─── Dataset entries

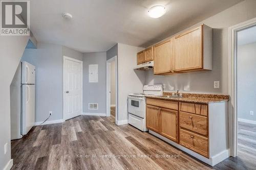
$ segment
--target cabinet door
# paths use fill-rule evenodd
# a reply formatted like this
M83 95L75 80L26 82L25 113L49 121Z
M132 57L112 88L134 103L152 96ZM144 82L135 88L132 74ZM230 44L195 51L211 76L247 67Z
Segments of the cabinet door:
M145 50L144 54L144 62L153 60L153 47L152 46L150 48Z
M169 39L154 46L154 74L172 72L172 46Z
M137 54L137 64L144 63L144 51L139 52Z
M156 106L146 105L146 126L147 129L159 133L159 110Z
M203 68L203 26L174 37L175 71Z
M160 109L160 134L178 142L178 112L177 111Z

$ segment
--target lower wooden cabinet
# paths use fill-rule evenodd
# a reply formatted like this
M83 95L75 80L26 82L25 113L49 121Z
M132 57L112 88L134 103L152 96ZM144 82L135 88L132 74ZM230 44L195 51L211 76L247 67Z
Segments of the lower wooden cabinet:
M177 111L160 109L160 134L176 142L179 136L178 116Z
M146 105L146 126L147 129L159 133L159 108Z
M146 124L147 129L178 142L178 111L146 105Z
M209 157L208 105L146 99L147 128Z

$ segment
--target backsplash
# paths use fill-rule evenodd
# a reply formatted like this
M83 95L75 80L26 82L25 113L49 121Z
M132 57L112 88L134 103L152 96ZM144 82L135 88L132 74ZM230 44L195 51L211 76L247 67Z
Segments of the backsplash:
M173 91L164 91L163 95L172 95ZM225 99L229 100L229 95L228 94L203 94L203 93L182 93L183 98L200 98L207 99Z
M214 81L220 81L220 88L214 88ZM154 75L152 70L146 73L145 84L165 84L164 91L228 94L228 78L222 76L221 71L201 71L166 76Z

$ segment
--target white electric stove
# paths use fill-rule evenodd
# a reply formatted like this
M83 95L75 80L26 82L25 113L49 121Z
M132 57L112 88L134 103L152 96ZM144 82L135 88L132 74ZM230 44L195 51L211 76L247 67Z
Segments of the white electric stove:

──────

Can you write out every line of the listing above exactly, leaving the pictures out?

$ segment
--target cabinet door
# paths use fill-rule evenodd
# a reply formatted like this
M83 95L75 80L26 82L25 113L49 121Z
M132 57L112 88L134 103L152 96ZM144 82L135 88L132 74ZM230 44L195 51L211 76L247 67Z
Segments of the cabinet door:
M145 50L144 54L144 62L153 60L153 47L152 46L150 48Z
M169 39L154 46L154 74L172 72L172 46Z
M137 54L137 64L144 63L144 51L139 52Z
M156 106L146 105L146 126L147 129L159 133L159 110Z
M203 68L203 26L174 37L175 71Z
M160 109L160 134L178 142L178 112L177 111Z

$ segment
--target lower wooden cabinet
# paths use fill-rule evenodd
# a reply formatted like this
M83 95L75 80L26 82L25 113L49 121Z
M132 57L112 88L134 103L152 96ZM144 82L135 88L132 74ZM230 44L195 51L211 76L247 67Z
Segments of the lower wooden cabinet:
M177 111L160 109L160 134L176 142L179 136L178 116Z
M146 105L146 126L147 129L159 133L159 108Z
M146 124L147 129L178 142L178 111L146 105Z
M209 157L208 105L146 99L147 128Z

$ segment
--target backsplash
# paths use fill-rule evenodd
# a reply formatted like this
M83 95L75 80L26 82L25 113L49 121Z
M132 57L112 88L134 103L152 96ZM144 82L135 88L132 74ZM230 44L195 51L211 76L247 67Z
Segments of the backsplash:
M173 91L164 91L163 95L172 95ZM225 99L229 100L229 95L228 94L203 94L203 93L182 93L183 98L200 98L207 99Z
M214 81L220 81L220 88L214 88ZM154 75L152 70L146 73L145 84L165 84L164 91L228 94L228 78L222 76L221 71L201 71L166 76Z

$ segment
--target white electric stove
# paths use fill-rule evenodd
# a reply formatted like this
M83 95L75 80L26 82L25 113L49 121Z
M132 57L112 88L134 103L152 96ZM144 82L135 88L132 74ZM230 44L195 51L211 76L247 67Z
Segments of the white electric stove:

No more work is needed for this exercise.